Copy the records below word for word, changing nothing.
───── Entries provided
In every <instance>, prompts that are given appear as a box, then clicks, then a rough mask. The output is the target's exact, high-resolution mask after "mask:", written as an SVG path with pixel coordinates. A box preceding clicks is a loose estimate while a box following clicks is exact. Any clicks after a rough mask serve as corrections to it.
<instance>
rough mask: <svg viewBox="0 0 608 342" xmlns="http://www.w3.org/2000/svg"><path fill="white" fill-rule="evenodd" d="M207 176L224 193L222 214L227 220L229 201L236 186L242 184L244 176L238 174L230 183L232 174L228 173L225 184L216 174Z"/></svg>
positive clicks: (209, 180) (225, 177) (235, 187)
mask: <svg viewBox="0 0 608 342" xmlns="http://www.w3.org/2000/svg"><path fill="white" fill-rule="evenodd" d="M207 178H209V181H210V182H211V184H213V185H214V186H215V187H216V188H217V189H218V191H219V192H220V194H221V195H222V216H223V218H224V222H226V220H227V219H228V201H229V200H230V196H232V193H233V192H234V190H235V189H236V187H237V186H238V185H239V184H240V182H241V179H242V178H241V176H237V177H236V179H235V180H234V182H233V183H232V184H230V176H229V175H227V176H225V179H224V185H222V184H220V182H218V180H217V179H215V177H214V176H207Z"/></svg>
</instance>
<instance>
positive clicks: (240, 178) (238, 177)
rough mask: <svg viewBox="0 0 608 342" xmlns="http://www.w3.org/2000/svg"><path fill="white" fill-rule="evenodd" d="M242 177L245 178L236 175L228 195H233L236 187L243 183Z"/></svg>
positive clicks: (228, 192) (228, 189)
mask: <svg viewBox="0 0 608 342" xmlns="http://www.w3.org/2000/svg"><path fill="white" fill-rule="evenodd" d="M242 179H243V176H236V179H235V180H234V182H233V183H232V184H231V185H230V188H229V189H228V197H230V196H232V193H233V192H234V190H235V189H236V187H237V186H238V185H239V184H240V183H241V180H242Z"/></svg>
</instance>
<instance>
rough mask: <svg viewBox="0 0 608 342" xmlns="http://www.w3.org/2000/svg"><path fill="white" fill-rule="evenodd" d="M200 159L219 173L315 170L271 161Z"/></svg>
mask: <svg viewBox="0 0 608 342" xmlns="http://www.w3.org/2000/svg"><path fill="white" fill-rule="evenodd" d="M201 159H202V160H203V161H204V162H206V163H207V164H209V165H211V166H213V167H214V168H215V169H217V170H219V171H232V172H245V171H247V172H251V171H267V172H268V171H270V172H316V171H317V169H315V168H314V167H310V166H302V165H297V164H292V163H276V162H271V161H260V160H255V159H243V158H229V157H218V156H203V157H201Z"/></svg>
──────────
• [Task solution]
In every <instance>, prompts that are given appear as a box, then clicks, then a rough mask. The output is the target's exact, high-resolution mask after "mask:", written as an SVG path with pixel coordinates. A box preceding clicks is a loose estimate while a box following clicks is exact. Any clicks after a rough mask serve as corrections to it.
<instance>
rough mask: <svg viewBox="0 0 608 342" xmlns="http://www.w3.org/2000/svg"><path fill="white" fill-rule="evenodd" d="M207 176L224 193L222 214L227 220L229 201L236 186L242 184L244 176L238 174L230 183L232 174L228 173L225 184L216 174Z"/></svg>
positive clicks: (209, 180) (225, 177) (235, 187)
mask: <svg viewBox="0 0 608 342" xmlns="http://www.w3.org/2000/svg"><path fill="white" fill-rule="evenodd" d="M207 178H209V181H210V182H211V184H213V185H214V186H215V187H216V188H217V189H218V191H219V192H220V194H221V195H222V216H223V218H224V222H226V220H227V219H228V201H229V200H230V196H232V193H233V192H234V190H235V189H236V187H237V186H238V185H239V184H240V182H241V179H242V178H241V176H237V177H236V179H235V180H234V182H233V183H232V184H230V176H229V175H227V176H225V179H224V185H222V184H220V182H218V180H217V179H215V177H214V176H207Z"/></svg>
</instance>
<instance>
positive clicks: (240, 178) (238, 177)
rough mask: <svg viewBox="0 0 608 342" xmlns="http://www.w3.org/2000/svg"><path fill="white" fill-rule="evenodd" d="M242 177L245 178L236 175L228 195H233L236 187L243 183Z"/></svg>
positive clicks: (228, 192) (228, 189)
mask: <svg viewBox="0 0 608 342" xmlns="http://www.w3.org/2000/svg"><path fill="white" fill-rule="evenodd" d="M242 179H243V176H236V179H235V180H234V182H233V183H232V184H231V185H230V188H229V189H228V197H230V196H232V193H233V192H234V190H235V189H236V187H237V186H238V185H239V184H240V183H241V180H242Z"/></svg>
</instance>
<instance>
rough mask: <svg viewBox="0 0 608 342" xmlns="http://www.w3.org/2000/svg"><path fill="white" fill-rule="evenodd" d="M200 159L219 173L315 170L271 161Z"/></svg>
mask: <svg viewBox="0 0 608 342" xmlns="http://www.w3.org/2000/svg"><path fill="white" fill-rule="evenodd" d="M201 159H202V160H203V161H204V162H206V163H207V164H209V165H211V166H213V167H214V168H215V169H217V170H219V171H232V172H245V171H247V172H251V171H267V172H268V171H270V172H316V171H317V169H315V168H314V167H310V166H302V165H297V164H292V163H276V162H271V161H260V160H255V159H243V158H229V157H218V156H203V157H201Z"/></svg>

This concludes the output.